=== SUPPLIED DATA ===
▽
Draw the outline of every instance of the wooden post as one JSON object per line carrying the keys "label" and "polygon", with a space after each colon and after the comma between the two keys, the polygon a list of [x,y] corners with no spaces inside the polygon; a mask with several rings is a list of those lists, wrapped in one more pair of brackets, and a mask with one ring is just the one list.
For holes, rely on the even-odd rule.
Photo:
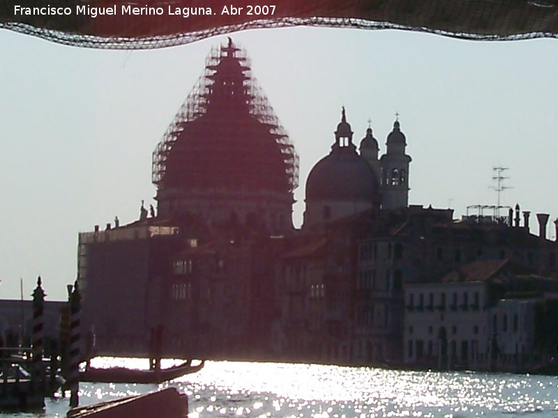
{"label": "wooden post", "polygon": [[68,373],[70,389],[70,406],[80,403],[80,313],[82,297],[77,280],[74,284],[74,291],[70,297],[70,366]]}
{"label": "wooden post", "polygon": [[45,313],[45,291],[41,287],[40,276],[37,279],[37,287],[33,291],[33,334],[31,336],[31,379],[35,393],[45,392],[43,376],[43,332]]}
{"label": "wooden post", "polygon": [[49,375],[49,395],[56,392],[56,371],[58,370],[58,344],[56,340],[50,341],[50,374]]}

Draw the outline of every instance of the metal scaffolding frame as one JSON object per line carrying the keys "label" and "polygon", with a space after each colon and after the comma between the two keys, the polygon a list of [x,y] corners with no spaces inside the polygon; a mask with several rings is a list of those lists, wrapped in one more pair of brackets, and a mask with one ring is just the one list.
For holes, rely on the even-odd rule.
{"label": "metal scaffolding frame", "polygon": [[[43,0],[20,0],[22,6],[45,6]],[[131,5],[192,8],[193,0],[50,0],[52,7]],[[476,40],[558,37],[558,0],[306,0],[277,2],[273,15],[68,16],[16,15],[13,3],[0,3],[0,29],[88,48],[149,49],[195,42],[217,35],[259,28],[295,26],[393,29]],[[222,10],[220,0],[204,6]]]}
{"label": "metal scaffolding frame", "polygon": [[[216,82],[216,78],[223,77],[223,75],[218,74],[219,66],[228,54],[234,54],[233,60],[238,63],[238,69],[234,70],[234,80],[237,83],[241,80],[241,84],[236,91],[237,96],[240,93],[241,97],[237,97],[236,100],[238,101],[235,103],[246,104],[246,109],[233,109],[237,112],[235,114],[237,116],[233,118],[234,121],[241,125],[240,127],[236,126],[229,130],[234,144],[230,146],[219,142],[220,139],[215,137],[190,138],[188,129],[195,126],[195,123],[205,124],[205,127],[199,132],[206,135],[206,132],[214,132],[216,122],[220,121],[225,117],[223,114],[229,110],[231,106],[225,100],[230,96],[227,94],[218,96],[221,91]],[[169,180],[165,178],[165,176],[169,165],[174,173],[195,166],[194,173],[197,175],[204,173],[204,177],[216,176],[207,167],[211,165],[208,160],[211,160],[212,157],[220,158],[219,164],[223,166],[219,168],[229,173],[241,171],[250,172],[251,176],[255,178],[250,183],[252,187],[292,193],[299,185],[299,156],[294,146],[257,81],[252,76],[250,68],[251,62],[246,51],[234,45],[230,39],[228,46],[220,45],[212,48],[197,82],[153,152],[152,181],[158,189],[165,188],[169,183]],[[226,85],[234,82],[222,80],[221,82]],[[216,108],[218,112],[215,111]],[[211,109],[213,109],[212,114],[218,113],[218,116],[210,118],[208,111]],[[235,130],[239,129],[241,132]],[[254,133],[254,130],[257,134],[250,134],[250,132]],[[206,134],[211,137],[211,133]],[[235,150],[243,155],[246,164],[243,166],[227,154],[216,156],[217,153],[223,152],[220,149],[223,145],[236,147]],[[197,160],[197,151],[203,153],[204,162]],[[169,159],[172,158],[174,160],[170,161]],[[213,160],[214,164],[216,164],[216,161]],[[195,179],[191,180],[195,182]],[[183,183],[190,181],[190,178],[186,178]],[[218,180],[216,182],[218,183]],[[188,186],[182,184],[181,187]]]}

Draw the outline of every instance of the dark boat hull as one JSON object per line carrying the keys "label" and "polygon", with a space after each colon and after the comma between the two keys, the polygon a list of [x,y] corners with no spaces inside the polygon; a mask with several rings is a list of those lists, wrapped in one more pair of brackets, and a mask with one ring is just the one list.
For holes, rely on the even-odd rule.
{"label": "dark boat hull", "polygon": [[99,383],[154,383],[172,380],[187,374],[197,373],[203,369],[204,361],[192,366],[186,362],[178,366],[162,370],[135,370],[124,367],[110,369],[89,368],[80,373],[80,381]]}

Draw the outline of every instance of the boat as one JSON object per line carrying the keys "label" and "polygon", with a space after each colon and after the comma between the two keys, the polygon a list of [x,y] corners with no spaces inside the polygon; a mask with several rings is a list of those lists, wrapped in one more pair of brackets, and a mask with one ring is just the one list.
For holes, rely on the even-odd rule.
{"label": "boat", "polygon": [[203,369],[205,360],[202,360],[195,366],[193,366],[191,363],[192,360],[188,360],[178,366],[158,370],[138,370],[126,367],[107,369],[89,367],[80,372],[80,381],[99,383],[159,384],[199,371]]}

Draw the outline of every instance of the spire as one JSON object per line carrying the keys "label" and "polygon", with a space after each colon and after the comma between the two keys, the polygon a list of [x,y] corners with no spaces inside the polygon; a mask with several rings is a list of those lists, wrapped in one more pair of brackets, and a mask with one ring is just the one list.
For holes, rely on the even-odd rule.
{"label": "spire", "polygon": [[234,56],[234,53],[239,50],[232,42],[232,38],[229,36],[227,38],[229,42],[226,47],[222,47],[221,50],[225,53],[225,56]]}
{"label": "spire", "polygon": [[393,130],[399,130],[399,128],[400,128],[399,112],[395,111],[395,121],[393,122]]}

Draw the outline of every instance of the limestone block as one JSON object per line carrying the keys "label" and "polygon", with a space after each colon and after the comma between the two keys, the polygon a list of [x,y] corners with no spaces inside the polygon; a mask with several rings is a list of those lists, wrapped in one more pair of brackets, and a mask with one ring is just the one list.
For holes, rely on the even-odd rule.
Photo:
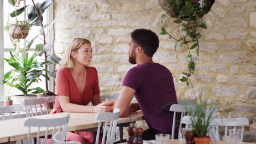
{"label": "limestone block", "polygon": [[213,4],[213,5],[212,6],[212,8],[211,9],[211,10],[213,11],[214,13],[217,14],[219,17],[222,17],[222,18],[225,16],[225,14],[226,13],[226,11],[223,8],[218,7],[215,3]]}
{"label": "limestone block", "polygon": [[113,61],[115,62],[123,62],[125,63],[129,63],[129,56],[128,55],[123,56],[115,56],[114,57]]}
{"label": "limestone block", "polygon": [[130,34],[131,32],[133,31],[132,29],[129,28],[110,29],[108,31],[108,34],[114,36],[125,36]]}
{"label": "limestone block", "polygon": [[256,32],[252,32],[251,33],[251,35],[252,35],[252,37],[256,38]]}
{"label": "limestone block", "polygon": [[245,39],[245,37],[247,35],[247,32],[231,32],[228,33],[228,39]]}
{"label": "limestone block", "polygon": [[100,56],[94,56],[92,57],[92,61],[94,63],[102,63],[106,62],[109,62],[111,60],[110,55],[100,55]]}
{"label": "limestone block", "polygon": [[235,99],[228,99],[226,100],[226,104],[230,105],[234,104],[236,102],[236,100]]}
{"label": "limestone block", "polygon": [[117,40],[115,41],[117,42],[117,43],[121,43],[121,42],[124,42],[124,43],[128,43],[130,42],[130,40],[131,40],[130,38],[127,38],[127,37],[120,38],[120,37],[119,37],[117,39]]}
{"label": "limestone block", "polygon": [[210,33],[205,34],[205,39],[217,39],[217,40],[223,40],[224,38],[224,35],[223,34],[220,33]]}
{"label": "limestone block", "polygon": [[213,81],[212,75],[209,74],[195,74],[192,77],[194,80],[202,82],[211,82]]}
{"label": "limestone block", "polygon": [[221,83],[225,83],[230,81],[229,76],[225,75],[218,75],[216,80]]}
{"label": "limestone block", "polygon": [[237,86],[228,86],[226,85],[218,85],[213,87],[212,93],[218,97],[234,97],[240,92]]}
{"label": "limestone block", "polygon": [[243,66],[243,68],[245,71],[256,74],[256,65],[250,64]]}
{"label": "limestone block", "polygon": [[216,0],[216,1],[226,7],[228,7],[230,3],[230,0]]}
{"label": "limestone block", "polygon": [[208,93],[208,86],[199,84],[194,88],[186,91],[185,92],[185,98],[194,99],[199,97],[205,97]]}
{"label": "limestone block", "polygon": [[218,49],[217,44],[216,43],[201,43],[200,47],[201,51],[207,51],[210,52],[214,52]]}
{"label": "limestone block", "polygon": [[231,14],[241,14],[245,11],[245,7],[241,7],[241,5],[234,5],[230,9],[229,13]]}
{"label": "limestone block", "polygon": [[234,81],[236,83],[255,85],[256,76],[255,75],[237,75],[234,77]]}
{"label": "limestone block", "polygon": [[256,113],[256,106],[235,105],[234,109],[241,112]]}
{"label": "limestone block", "polygon": [[125,45],[118,45],[116,46],[112,52],[114,53],[128,53],[129,49],[129,45],[128,44]]}
{"label": "limestone block", "polygon": [[212,61],[216,63],[243,63],[250,61],[252,53],[248,52],[226,52],[213,55]]}
{"label": "limestone block", "polygon": [[97,36],[96,37],[96,40],[97,41],[103,44],[110,44],[113,42],[113,38],[112,37],[106,36]]}
{"label": "limestone block", "polygon": [[126,64],[119,65],[118,66],[118,72],[128,71],[130,69],[133,68],[136,65],[128,65]]}
{"label": "limestone block", "polygon": [[178,64],[170,64],[168,65],[167,67],[171,70],[179,70],[181,69],[181,66]]}
{"label": "limestone block", "polygon": [[146,9],[153,8],[155,5],[158,4],[157,1],[155,0],[151,0],[145,4],[145,8]]}
{"label": "limestone block", "polygon": [[153,61],[158,63],[168,63],[170,62],[169,52],[165,51],[156,51],[153,57]]}
{"label": "limestone block", "polygon": [[222,65],[212,65],[210,69],[211,71],[214,73],[225,72],[226,70],[226,66]]}
{"label": "limestone block", "polygon": [[241,43],[228,43],[220,44],[220,47],[223,50],[236,50],[240,49]]}
{"label": "limestone block", "polygon": [[84,3],[75,6],[74,10],[84,13],[94,13],[97,10],[96,4],[92,2]]}
{"label": "limestone block", "polygon": [[[256,22],[256,21],[255,21]],[[249,39],[246,42],[246,44],[251,51],[256,50],[256,39]]]}
{"label": "limestone block", "polygon": [[98,65],[95,68],[98,73],[113,73],[113,67],[112,65]]}
{"label": "limestone block", "polygon": [[124,3],[122,4],[122,11],[135,12],[142,9],[141,7],[137,3]]}
{"label": "limestone block", "polygon": [[[223,24],[224,27],[229,28],[229,29],[236,29],[238,28],[246,28],[247,26],[245,18],[240,16],[225,19]],[[230,26],[232,26],[232,27],[230,27]]]}
{"label": "limestone block", "polygon": [[109,14],[92,14],[91,15],[91,19],[95,21],[98,20],[109,20],[110,15]]}
{"label": "limestone block", "polygon": [[[193,61],[195,63],[203,63],[205,59],[206,58],[206,56],[205,54],[201,53],[199,55],[199,57],[197,56],[196,54],[192,55],[192,59],[193,59]],[[187,61],[186,58],[184,58],[183,60],[182,61],[182,62],[183,63],[188,63],[188,61]]]}
{"label": "limestone block", "polygon": [[97,26],[95,22],[84,22],[79,23],[79,26],[85,27],[96,27]]}
{"label": "limestone block", "polygon": [[238,65],[230,66],[230,74],[239,74],[239,67]]}
{"label": "limestone block", "polygon": [[256,28],[256,12],[250,14],[250,26]]}
{"label": "limestone block", "polygon": [[119,86],[122,84],[122,77],[119,75],[104,75],[101,77],[100,83],[106,86]]}
{"label": "limestone block", "polygon": [[246,92],[247,99],[253,99],[256,98],[256,87],[251,87],[247,89]]}

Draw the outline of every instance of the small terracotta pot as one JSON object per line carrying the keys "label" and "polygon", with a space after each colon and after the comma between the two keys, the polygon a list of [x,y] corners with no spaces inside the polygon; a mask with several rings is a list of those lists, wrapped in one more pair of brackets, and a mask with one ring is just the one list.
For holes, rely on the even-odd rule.
{"label": "small terracotta pot", "polygon": [[13,100],[4,100],[4,106],[9,106],[13,105]]}
{"label": "small terracotta pot", "polygon": [[194,141],[195,144],[210,144],[211,137],[194,137]]}
{"label": "small terracotta pot", "polygon": [[[50,96],[53,96],[53,95],[44,95],[38,94],[38,95],[37,95],[37,98],[42,98],[48,97],[50,97]],[[48,107],[48,109],[53,109],[53,103],[42,104],[43,107],[44,107],[44,108],[47,107],[46,105],[47,105],[47,107]]]}
{"label": "small terracotta pot", "polygon": [[30,29],[26,28],[27,26],[21,26],[19,27],[15,25],[9,27],[9,35],[11,38],[17,39],[25,39],[28,34]]}

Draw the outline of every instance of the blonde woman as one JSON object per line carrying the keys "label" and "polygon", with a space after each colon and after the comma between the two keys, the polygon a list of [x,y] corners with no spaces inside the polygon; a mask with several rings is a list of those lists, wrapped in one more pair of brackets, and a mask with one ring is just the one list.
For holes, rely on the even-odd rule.
{"label": "blonde woman", "polygon": [[[108,112],[113,109],[101,103],[97,70],[88,67],[91,64],[92,51],[90,41],[83,38],[75,38],[66,50],[60,62],[62,67],[56,74],[57,96],[51,113]],[[87,106],[91,101],[94,106]],[[67,141],[82,143],[92,143],[93,137],[91,132],[75,131],[66,134]]]}

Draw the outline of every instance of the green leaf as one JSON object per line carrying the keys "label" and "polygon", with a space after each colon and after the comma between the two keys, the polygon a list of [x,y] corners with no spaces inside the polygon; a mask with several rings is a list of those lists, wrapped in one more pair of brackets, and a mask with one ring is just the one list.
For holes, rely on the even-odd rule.
{"label": "green leaf", "polygon": [[188,80],[186,81],[186,84],[187,84],[187,87],[189,88],[189,81]]}
{"label": "green leaf", "polygon": [[206,26],[205,25],[205,23],[203,23],[203,22],[201,22],[201,26],[202,26],[202,27],[204,28],[207,28],[207,27],[206,27]]}
{"label": "green leaf", "polygon": [[165,35],[167,34],[166,32],[162,31],[161,33],[159,33],[159,35]]}
{"label": "green leaf", "polygon": [[192,57],[192,55],[191,55],[190,54],[188,54],[188,55],[187,55],[187,56],[185,57],[186,58]]}
{"label": "green leaf", "polygon": [[187,81],[186,80],[184,80],[184,79],[179,79],[179,80],[181,81],[182,81],[182,82],[185,82],[185,81]]}
{"label": "green leaf", "polygon": [[177,43],[175,43],[175,45],[174,45],[174,51],[176,51],[176,48],[177,48]]}
{"label": "green leaf", "polygon": [[[21,13],[23,13],[23,11],[24,11],[25,10],[25,8],[26,7],[22,7],[21,8],[19,8],[18,9],[17,9],[17,16],[19,15],[20,14],[21,14]],[[10,15],[11,17],[15,17],[16,16],[16,13],[15,13],[15,11],[14,10],[14,11],[13,11],[13,13],[10,13]]]}
{"label": "green leaf", "polygon": [[194,44],[194,45],[193,45],[190,47],[190,48],[189,48],[189,49],[193,50],[193,49],[194,49],[197,45],[197,44]]}
{"label": "green leaf", "polygon": [[182,23],[182,21],[180,19],[178,19],[178,20],[174,20],[173,22],[176,23]]}

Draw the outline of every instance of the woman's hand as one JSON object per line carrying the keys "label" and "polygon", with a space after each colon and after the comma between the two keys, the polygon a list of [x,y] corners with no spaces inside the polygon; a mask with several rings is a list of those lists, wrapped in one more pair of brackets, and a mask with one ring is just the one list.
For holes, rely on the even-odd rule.
{"label": "woman's hand", "polygon": [[94,112],[113,112],[113,107],[105,106],[106,104],[106,103],[102,103],[96,106],[94,106]]}

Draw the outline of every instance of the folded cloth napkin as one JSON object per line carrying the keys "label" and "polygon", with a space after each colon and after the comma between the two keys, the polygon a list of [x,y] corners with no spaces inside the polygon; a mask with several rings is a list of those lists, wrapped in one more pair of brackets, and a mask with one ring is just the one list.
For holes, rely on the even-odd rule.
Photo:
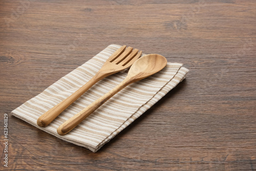
{"label": "folded cloth napkin", "polygon": [[47,126],[37,125],[39,116],[88,81],[120,47],[108,46],[11,113],[59,138],[97,152],[182,81],[188,72],[182,63],[167,62],[159,72],[122,90],[68,134],[57,134],[60,124],[122,81],[129,71],[126,69],[94,84]]}

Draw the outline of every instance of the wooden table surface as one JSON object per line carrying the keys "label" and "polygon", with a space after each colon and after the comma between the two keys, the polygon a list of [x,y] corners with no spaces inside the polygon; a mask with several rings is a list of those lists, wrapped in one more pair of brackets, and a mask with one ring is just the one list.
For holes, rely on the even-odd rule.
{"label": "wooden table surface", "polygon": [[[256,170],[254,0],[2,0],[0,16],[0,170]],[[190,72],[96,153],[11,115],[112,44]]]}

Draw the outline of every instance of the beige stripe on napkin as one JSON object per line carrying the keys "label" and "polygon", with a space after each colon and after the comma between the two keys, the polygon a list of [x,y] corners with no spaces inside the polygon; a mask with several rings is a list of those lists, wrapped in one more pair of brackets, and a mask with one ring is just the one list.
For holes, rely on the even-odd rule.
{"label": "beige stripe on napkin", "polygon": [[126,77],[129,69],[104,78],[94,85],[46,127],[37,118],[88,82],[105,61],[121,46],[111,45],[91,59],[63,76],[42,93],[27,101],[12,114],[59,138],[97,152],[185,78],[188,70],[182,64],[168,62],[159,72],[132,83],[118,93],[64,136],[56,129]]}

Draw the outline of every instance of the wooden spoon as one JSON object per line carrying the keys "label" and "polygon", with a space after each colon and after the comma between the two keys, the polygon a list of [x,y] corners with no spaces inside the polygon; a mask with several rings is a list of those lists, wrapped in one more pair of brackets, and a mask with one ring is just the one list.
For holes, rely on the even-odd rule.
{"label": "wooden spoon", "polygon": [[133,82],[158,72],[164,68],[166,63],[166,59],[160,55],[149,54],[141,57],[131,67],[123,81],[59,126],[57,129],[58,134],[60,135],[66,134],[121,90]]}

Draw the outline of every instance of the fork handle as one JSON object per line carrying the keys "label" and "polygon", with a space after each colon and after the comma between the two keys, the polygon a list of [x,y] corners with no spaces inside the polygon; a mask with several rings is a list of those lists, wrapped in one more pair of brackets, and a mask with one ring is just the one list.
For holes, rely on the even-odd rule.
{"label": "fork handle", "polygon": [[129,79],[124,79],[115,88],[105,94],[94,102],[88,105],[87,108],[84,108],[80,112],[74,115],[72,117],[69,118],[60,125],[57,129],[58,134],[60,135],[64,135],[69,132],[79,124],[83,119],[111,98],[111,97],[132,82]]}
{"label": "fork handle", "polygon": [[40,116],[37,119],[37,125],[41,127],[47,126],[92,86],[107,76],[107,74],[97,73],[91,80],[75,93]]}

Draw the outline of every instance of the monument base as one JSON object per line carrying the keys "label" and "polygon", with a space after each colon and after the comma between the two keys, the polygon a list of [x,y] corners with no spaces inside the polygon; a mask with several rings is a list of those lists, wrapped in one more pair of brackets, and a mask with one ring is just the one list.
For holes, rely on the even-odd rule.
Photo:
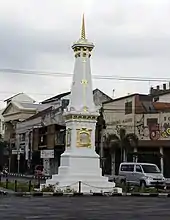
{"label": "monument base", "polygon": [[61,156],[59,173],[52,179],[46,180],[43,187],[53,186],[54,191],[71,191],[81,193],[116,192],[122,193],[121,188],[115,188],[114,182],[108,182],[108,178],[102,176],[99,156],[78,155],[65,152]]}

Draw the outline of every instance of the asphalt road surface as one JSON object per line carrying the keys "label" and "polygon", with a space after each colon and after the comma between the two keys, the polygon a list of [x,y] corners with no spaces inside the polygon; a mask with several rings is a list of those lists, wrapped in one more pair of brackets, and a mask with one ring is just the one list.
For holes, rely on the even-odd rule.
{"label": "asphalt road surface", "polygon": [[0,197],[5,220],[169,220],[170,198]]}
{"label": "asphalt road surface", "polygon": [[[32,183],[38,183],[38,180],[37,179],[29,179],[29,178],[25,178],[25,177],[17,177],[17,176],[8,176],[8,177],[1,177],[1,180],[3,182],[6,181],[6,179],[8,179],[9,181],[15,181],[17,180],[18,182],[25,182],[25,183],[28,183],[29,180],[32,181]],[[40,180],[40,183],[45,183],[45,180]]]}

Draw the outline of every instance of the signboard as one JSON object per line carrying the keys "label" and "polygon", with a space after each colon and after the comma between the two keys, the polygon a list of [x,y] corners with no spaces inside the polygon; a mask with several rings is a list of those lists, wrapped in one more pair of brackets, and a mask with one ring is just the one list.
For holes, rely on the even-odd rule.
{"label": "signboard", "polygon": [[41,150],[41,158],[54,158],[54,150]]}
{"label": "signboard", "polygon": [[24,154],[24,150],[12,150],[12,154]]}

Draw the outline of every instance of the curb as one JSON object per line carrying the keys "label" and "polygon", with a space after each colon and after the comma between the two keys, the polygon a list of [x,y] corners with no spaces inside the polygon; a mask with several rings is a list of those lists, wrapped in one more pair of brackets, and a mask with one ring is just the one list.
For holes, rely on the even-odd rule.
{"label": "curb", "polygon": [[[8,173],[8,176],[15,176],[15,177],[24,177],[24,178],[28,178],[28,179],[38,179],[37,176],[32,175],[32,176],[27,176],[25,174],[18,174],[18,173]],[[41,180],[47,180],[50,179],[50,176],[40,176],[39,179]]]}
{"label": "curb", "polygon": [[170,197],[170,193],[53,193],[53,192],[7,192],[0,190],[0,195],[16,197]]}

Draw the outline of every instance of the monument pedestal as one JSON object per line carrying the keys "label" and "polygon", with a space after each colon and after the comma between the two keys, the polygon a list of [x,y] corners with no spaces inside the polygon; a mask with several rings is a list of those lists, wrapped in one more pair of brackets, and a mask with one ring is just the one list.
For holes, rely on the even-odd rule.
{"label": "monument pedestal", "polygon": [[52,176],[46,181],[46,185],[53,185],[55,191],[58,189],[82,193],[113,192],[122,193],[121,188],[114,188],[114,182],[108,182],[108,178],[102,176],[99,164],[99,156],[79,155],[76,153],[63,153],[59,174]]}

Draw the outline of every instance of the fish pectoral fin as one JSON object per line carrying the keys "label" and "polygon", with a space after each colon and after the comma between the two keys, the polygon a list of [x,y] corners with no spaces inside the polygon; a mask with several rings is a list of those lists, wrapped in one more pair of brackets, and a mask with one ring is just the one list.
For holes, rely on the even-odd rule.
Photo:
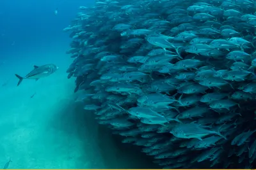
△
=== BRIEF ===
Show every line of the records above that contains the string "post", matching case exactly.

=== OUTPUT BELOW ===
Draw the outline of every instance of the wooden post as one JSON object per line carrying the keys "label" and "polygon", with a space after each colon and after the comma between the two keys, the polygon a list of [x,y] corners with no spaces inside the polygon; a mask with several rings is a list of those lists, wrapped in one more pair of brackets, and a mask with one ring is just the one list.
{"label": "wooden post", "polygon": [[68,373],[70,389],[70,406],[80,403],[80,313],[82,297],[77,280],[74,284],[74,291],[70,297],[70,366]]}
{"label": "wooden post", "polygon": [[45,313],[45,291],[41,287],[40,276],[37,279],[37,287],[33,291],[33,334],[31,336],[31,379],[35,393],[45,392],[43,376],[43,332]]}
{"label": "wooden post", "polygon": [[49,375],[49,395],[56,392],[56,371],[58,370],[58,344],[56,340],[50,341],[50,374]]}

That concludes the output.